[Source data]
* START *

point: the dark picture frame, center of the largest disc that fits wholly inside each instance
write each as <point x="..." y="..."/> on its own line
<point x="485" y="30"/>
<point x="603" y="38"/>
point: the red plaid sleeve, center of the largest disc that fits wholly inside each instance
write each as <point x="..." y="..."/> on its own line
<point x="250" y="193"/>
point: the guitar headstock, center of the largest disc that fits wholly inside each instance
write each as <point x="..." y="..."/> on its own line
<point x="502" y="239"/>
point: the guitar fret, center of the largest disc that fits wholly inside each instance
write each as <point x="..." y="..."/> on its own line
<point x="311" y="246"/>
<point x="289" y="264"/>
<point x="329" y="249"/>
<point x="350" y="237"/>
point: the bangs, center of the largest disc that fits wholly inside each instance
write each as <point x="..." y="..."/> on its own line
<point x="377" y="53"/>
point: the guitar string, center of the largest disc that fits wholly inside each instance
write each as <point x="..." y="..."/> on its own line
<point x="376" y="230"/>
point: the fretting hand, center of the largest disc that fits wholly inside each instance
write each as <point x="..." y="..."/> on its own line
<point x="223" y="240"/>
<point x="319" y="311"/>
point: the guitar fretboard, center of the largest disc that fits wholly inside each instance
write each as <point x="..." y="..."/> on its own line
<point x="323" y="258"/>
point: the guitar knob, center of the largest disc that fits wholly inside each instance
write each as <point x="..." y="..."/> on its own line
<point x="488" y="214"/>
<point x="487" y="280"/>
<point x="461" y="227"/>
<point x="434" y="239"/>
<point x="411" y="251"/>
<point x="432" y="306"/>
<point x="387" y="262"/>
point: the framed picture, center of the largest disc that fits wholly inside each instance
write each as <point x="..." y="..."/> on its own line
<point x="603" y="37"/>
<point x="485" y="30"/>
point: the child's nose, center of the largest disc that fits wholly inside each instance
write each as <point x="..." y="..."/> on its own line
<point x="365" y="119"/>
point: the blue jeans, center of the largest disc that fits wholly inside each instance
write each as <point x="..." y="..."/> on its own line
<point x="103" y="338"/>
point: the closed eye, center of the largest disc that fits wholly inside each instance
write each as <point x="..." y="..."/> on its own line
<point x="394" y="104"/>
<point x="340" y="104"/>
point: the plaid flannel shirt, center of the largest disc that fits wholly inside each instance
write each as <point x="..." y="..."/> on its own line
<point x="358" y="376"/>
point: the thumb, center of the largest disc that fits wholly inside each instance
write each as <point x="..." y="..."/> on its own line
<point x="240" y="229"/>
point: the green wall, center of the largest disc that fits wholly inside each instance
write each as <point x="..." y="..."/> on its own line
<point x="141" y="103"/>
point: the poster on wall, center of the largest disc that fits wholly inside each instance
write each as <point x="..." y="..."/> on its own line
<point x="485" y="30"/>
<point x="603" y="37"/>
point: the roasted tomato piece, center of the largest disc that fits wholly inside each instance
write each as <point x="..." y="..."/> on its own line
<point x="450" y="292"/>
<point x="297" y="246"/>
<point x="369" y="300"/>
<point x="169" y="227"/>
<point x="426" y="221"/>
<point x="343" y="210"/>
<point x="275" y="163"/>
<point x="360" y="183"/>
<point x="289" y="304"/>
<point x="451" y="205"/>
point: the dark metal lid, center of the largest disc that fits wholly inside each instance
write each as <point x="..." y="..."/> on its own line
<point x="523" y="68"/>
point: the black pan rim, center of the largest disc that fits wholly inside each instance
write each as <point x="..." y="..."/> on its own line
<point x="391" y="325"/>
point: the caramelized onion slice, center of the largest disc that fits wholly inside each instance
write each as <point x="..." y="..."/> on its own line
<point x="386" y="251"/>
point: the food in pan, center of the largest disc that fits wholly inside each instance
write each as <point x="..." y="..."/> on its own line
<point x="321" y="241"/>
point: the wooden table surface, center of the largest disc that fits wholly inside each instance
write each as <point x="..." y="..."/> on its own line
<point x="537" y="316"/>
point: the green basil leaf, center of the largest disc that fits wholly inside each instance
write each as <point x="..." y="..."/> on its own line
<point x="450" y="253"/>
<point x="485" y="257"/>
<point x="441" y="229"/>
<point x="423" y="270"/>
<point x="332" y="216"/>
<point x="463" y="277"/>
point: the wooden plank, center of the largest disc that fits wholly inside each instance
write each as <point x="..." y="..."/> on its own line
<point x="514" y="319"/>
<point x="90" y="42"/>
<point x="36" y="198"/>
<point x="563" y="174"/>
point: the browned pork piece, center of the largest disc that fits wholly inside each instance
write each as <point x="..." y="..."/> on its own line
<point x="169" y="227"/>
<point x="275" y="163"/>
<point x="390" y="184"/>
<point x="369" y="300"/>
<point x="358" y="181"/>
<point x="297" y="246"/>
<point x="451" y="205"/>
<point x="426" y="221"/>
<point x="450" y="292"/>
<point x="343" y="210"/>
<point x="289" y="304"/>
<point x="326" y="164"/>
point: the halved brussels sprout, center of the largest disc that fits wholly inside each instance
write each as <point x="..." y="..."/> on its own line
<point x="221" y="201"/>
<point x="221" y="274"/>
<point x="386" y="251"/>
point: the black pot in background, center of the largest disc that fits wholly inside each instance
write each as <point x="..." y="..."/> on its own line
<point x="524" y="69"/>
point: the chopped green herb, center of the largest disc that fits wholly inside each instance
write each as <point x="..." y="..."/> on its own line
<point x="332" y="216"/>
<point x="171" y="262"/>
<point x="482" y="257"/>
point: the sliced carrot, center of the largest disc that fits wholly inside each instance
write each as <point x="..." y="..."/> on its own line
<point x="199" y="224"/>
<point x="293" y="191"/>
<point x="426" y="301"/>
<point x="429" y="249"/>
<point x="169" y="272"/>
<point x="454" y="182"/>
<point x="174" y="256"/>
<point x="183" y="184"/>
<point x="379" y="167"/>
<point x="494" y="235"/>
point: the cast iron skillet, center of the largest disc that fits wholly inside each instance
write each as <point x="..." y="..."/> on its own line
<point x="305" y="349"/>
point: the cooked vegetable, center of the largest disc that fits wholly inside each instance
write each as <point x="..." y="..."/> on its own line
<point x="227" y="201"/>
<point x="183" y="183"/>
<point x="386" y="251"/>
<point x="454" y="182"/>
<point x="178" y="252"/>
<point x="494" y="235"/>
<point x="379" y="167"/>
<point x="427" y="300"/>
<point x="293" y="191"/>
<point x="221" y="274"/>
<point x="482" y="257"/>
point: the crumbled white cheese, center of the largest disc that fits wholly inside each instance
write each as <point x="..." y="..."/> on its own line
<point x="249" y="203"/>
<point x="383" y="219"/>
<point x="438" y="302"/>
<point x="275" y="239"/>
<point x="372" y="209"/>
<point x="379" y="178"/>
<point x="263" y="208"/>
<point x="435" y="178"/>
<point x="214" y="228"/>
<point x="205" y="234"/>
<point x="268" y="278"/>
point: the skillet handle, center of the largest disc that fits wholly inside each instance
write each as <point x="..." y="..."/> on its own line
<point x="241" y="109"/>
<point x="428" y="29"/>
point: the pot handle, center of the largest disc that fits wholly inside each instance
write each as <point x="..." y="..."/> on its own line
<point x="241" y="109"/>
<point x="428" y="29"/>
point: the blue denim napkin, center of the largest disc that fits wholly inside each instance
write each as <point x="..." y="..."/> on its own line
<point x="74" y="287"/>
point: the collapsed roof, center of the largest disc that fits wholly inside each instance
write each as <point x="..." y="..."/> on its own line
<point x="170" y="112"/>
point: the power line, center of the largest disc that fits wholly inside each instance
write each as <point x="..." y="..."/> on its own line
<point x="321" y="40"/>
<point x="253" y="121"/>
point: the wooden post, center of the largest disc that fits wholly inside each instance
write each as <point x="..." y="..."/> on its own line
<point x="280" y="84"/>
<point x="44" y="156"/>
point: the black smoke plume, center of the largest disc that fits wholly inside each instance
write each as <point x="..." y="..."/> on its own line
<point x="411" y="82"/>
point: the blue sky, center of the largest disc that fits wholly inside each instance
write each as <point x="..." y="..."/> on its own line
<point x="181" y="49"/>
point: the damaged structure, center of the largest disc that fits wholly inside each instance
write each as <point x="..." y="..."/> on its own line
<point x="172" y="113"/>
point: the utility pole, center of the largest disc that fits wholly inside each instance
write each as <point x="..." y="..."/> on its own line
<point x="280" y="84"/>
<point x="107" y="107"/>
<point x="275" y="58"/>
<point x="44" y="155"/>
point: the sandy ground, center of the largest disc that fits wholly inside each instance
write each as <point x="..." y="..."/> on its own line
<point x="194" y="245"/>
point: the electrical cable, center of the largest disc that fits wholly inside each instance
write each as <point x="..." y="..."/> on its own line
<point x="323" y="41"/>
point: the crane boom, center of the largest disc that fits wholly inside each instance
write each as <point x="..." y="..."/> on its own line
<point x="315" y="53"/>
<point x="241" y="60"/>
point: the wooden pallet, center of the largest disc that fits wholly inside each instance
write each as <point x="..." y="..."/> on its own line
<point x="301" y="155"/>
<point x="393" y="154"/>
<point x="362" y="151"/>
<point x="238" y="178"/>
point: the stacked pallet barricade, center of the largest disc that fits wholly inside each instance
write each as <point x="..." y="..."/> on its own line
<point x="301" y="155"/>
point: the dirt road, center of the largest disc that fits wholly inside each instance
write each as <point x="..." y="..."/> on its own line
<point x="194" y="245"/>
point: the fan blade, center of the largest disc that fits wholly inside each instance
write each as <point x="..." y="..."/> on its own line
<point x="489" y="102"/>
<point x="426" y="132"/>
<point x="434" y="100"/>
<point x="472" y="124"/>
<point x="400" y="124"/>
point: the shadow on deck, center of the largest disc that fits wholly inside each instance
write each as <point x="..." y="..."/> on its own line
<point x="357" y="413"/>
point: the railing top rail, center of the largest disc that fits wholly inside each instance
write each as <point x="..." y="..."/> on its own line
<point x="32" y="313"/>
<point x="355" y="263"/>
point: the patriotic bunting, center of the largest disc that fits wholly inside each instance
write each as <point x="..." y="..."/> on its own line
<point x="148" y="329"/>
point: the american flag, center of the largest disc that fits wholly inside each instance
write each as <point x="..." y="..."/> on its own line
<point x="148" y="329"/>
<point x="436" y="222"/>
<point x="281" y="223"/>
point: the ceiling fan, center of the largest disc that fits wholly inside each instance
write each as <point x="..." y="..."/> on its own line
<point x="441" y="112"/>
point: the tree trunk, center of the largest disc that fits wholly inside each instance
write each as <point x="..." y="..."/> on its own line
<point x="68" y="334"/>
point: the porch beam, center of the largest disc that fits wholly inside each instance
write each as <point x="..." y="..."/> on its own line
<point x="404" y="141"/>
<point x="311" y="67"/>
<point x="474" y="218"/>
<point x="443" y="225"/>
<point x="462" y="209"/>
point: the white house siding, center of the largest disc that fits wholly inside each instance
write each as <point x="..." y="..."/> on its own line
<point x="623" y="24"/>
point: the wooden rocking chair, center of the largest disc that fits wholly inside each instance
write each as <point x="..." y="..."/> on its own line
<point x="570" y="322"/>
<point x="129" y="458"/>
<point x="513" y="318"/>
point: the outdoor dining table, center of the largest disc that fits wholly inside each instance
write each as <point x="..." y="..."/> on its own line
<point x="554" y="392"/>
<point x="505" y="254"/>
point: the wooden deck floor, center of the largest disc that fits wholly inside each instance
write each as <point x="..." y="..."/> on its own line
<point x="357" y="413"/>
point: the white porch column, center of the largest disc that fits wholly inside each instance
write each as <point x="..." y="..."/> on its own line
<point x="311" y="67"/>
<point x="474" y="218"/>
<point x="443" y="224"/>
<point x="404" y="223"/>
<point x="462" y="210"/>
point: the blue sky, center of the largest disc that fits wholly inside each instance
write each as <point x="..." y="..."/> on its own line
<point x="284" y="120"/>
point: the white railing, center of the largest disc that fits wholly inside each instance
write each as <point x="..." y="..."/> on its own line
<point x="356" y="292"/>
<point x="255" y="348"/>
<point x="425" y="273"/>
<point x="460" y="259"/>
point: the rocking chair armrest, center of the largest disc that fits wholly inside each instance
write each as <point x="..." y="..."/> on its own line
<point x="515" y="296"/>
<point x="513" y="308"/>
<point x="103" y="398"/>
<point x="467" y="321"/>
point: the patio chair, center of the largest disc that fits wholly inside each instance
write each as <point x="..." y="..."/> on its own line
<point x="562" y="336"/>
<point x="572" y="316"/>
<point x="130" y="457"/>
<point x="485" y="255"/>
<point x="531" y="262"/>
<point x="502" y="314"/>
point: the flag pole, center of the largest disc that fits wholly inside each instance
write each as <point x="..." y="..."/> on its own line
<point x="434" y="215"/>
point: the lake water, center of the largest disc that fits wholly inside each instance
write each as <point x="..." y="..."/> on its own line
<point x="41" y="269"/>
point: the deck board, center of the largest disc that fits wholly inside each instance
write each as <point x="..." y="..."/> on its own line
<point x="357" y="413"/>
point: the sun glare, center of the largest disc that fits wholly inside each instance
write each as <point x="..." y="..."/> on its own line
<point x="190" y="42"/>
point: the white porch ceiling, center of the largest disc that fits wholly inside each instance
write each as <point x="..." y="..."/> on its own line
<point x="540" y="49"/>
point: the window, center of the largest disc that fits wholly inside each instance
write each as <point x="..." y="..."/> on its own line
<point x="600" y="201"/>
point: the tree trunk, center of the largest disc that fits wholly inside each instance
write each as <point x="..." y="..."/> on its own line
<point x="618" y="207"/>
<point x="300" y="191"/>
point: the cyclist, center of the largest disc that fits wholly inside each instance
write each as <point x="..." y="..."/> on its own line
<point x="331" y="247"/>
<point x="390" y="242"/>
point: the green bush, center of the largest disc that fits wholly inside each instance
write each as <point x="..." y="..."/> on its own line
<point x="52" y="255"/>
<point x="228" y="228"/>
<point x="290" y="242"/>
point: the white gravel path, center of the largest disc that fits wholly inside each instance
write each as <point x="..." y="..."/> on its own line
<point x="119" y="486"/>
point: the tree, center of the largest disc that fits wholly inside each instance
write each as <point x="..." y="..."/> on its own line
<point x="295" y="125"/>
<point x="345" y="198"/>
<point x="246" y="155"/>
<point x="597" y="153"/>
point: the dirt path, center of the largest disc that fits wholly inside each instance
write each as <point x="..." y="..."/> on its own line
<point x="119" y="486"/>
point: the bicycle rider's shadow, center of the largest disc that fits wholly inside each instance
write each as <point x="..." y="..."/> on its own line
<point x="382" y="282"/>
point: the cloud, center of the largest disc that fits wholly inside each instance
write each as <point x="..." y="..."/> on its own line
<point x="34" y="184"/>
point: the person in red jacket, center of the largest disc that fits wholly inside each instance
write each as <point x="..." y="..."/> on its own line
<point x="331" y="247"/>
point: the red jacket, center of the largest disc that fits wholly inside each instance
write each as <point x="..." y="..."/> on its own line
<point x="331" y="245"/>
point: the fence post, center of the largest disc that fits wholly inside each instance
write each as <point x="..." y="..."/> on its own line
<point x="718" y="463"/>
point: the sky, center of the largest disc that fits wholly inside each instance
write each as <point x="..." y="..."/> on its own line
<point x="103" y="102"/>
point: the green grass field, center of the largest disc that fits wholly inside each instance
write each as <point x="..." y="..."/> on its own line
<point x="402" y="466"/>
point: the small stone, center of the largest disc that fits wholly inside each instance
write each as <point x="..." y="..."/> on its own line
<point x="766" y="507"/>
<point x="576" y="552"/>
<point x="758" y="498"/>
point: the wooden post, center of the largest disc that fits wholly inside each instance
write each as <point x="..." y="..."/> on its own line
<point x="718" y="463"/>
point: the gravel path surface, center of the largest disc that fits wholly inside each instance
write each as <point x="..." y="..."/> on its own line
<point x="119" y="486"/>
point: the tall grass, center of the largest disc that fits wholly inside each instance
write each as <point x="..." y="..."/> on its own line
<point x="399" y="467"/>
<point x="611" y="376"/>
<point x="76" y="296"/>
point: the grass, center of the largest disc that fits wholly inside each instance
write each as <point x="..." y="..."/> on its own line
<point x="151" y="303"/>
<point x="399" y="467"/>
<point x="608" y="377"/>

* END *

● **Your objective**: Revise the data from the line with "point: the tall" through the end, changing "largest disc" to "biggest circle" and leaving everything else as it is. Return only those lines.

● **Task solution**:
point: the tall grass, center of the biggest circle that fits wholly inside each instance
write each as <point x="..." y="..."/> on its own line
<point x="399" y="467"/>
<point x="611" y="376"/>
<point x="76" y="296"/>
point: the grass, center of the biggest circle that fits wholly inside each instance
write each as <point x="..." y="..."/> on its own line
<point x="151" y="303"/>
<point x="399" y="467"/>
<point x="608" y="377"/>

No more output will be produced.